EXERCISE REQUIREMENTS ▸
1/ In the court order below, rewrite the paragraph that begins "The court agrees" more briefly, keeping its main facts.
2/ Transcribe part of the court order below: start at the words "November 18, 2013" and end after the words "GREWAL, Magistrate Judge.".

United States District Court, Ninth Circuit

November 18, 2013

APPLE INC., a California Corporation, Plaintiff,
v.
SAMSUNG ELECTRONICS CO., LTD., a Korean corporation; SAMSUNG ELECTRONICS AMERICA, INC., a New York corporation; and SAMSUNG TELECOMMUNICATIONS AMERICA, LLC, a Delaware limited liability company, Defendants.

ORDER RE: SAMSUNG'S SUBMISSION OF IN CAMERA ARGUMENTS (Re: Docket Nos. 2757, 2772, 2780)

PAUL S. GREWAL, Magistrate Judge.

On November 17 and 18, 2013, Apple, Inc. ("Apple") and Nokia Corporation ("Nokia") filed motions to strike the brief filed in camera on November 15, 2013 by Samsung Electronics Co., LTD., ("Samsung").[1] Apple and Nokia both decry the brief as an improper, ex parte communication.[2] They argue that without access to some version of the brief, they cannot properly consider, let alone respond to, the "thrust of Samsung's arguments, " thus depriving the court of the "back-and-forth process [that] is, of course, a fundamental feature of our judicial system."[3] In order to preserve this process, say Apple and Nokia, ex parte arguments are only accepted under the "rarest of circumstances, "[4] and those circumstances are not present here.

The court agrees. Although the court agreed to undertake an in camera review of the documents over which Samsung asserted privilege, it never granted Samsung the authority to keep any argument to the court beyond the reach of the other parties. In fact, the court explicitly cautioned Samsung that it would not tolerate further undue efforts to deny Apple and Nokia's outside counsel access to the evidence at the center of this dispute.

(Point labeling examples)
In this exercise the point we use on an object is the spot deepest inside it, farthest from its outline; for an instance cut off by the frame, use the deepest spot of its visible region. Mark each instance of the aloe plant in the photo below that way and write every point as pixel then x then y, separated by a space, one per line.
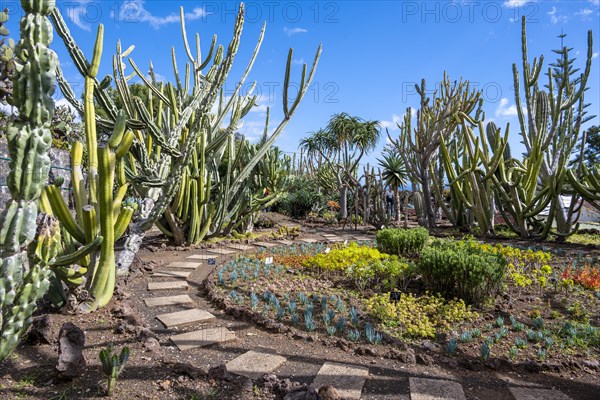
pixel 23 279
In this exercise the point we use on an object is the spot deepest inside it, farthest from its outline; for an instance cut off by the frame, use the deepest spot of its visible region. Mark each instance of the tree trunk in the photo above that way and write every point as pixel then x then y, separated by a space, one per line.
pixel 343 202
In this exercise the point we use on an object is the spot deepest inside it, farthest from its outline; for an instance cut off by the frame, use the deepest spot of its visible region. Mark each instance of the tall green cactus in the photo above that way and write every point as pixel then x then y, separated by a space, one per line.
pixel 22 281
pixel 550 128
pixel 101 217
pixel 419 145
pixel 174 120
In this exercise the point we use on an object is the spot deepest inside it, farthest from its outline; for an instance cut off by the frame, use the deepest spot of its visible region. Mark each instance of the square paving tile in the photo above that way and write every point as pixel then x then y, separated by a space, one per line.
pixel 186 317
pixel 347 379
pixel 168 300
pixel 254 364
pixel 202 337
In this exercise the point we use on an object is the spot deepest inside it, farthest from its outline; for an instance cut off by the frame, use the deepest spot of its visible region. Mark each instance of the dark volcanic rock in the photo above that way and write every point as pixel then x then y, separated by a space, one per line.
pixel 71 340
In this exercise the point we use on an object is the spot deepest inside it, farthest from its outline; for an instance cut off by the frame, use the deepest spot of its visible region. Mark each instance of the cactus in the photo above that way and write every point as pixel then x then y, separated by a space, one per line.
pixel 112 365
pixel 22 280
pixel 101 217
pixel 7 62
pixel 418 147
pixel 550 129
pixel 177 140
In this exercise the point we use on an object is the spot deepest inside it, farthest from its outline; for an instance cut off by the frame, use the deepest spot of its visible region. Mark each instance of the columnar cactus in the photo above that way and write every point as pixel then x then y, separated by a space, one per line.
pixel 101 216
pixel 550 129
pixel 177 139
pixel 437 119
pixel 22 280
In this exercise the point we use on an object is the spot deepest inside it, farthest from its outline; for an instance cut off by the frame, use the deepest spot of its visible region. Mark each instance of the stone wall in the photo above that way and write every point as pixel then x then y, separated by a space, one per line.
pixel 61 166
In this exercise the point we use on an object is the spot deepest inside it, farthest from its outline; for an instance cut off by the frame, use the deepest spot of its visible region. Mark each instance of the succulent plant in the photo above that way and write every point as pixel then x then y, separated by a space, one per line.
pixel 24 279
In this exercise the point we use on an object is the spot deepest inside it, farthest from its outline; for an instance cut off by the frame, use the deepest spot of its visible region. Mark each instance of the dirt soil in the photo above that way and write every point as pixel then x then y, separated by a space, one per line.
pixel 158 370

ANSWERS IN ORDER ▸
1/ The court agrees with Apple and Nokia. It had agreed to review in camera the documents Samsung claimed were privileged, but it never let Samsung keep any argument to the court from the other parties. It had also explicitly warned Samsung that it would not tolerate further undue efforts to deny Apple and Nokia's outside counsel access to the evidence at the center of the dispute.

2/
November 18, 2013

APPLE INC., a California Corporation, Plaintiff,
v.
SAMSUNG ELECTRONICS CO., LTD., a Korean corporation; SAMSUNG ELECTRONICS AMERICA, INC., a New York corporation; and SAMSUNG TELECOMMUNICATIONS AMERICA, LLC, a Delaware limited liability company, Defendants.

ORDER RE: SAMSUNG'S SUBMISSION OF IN CAMERA ARGUMENTS (Re: Docket Nos. 2757, 2772, 2780)

PAUL S. GREWAL, Magistrate Judge.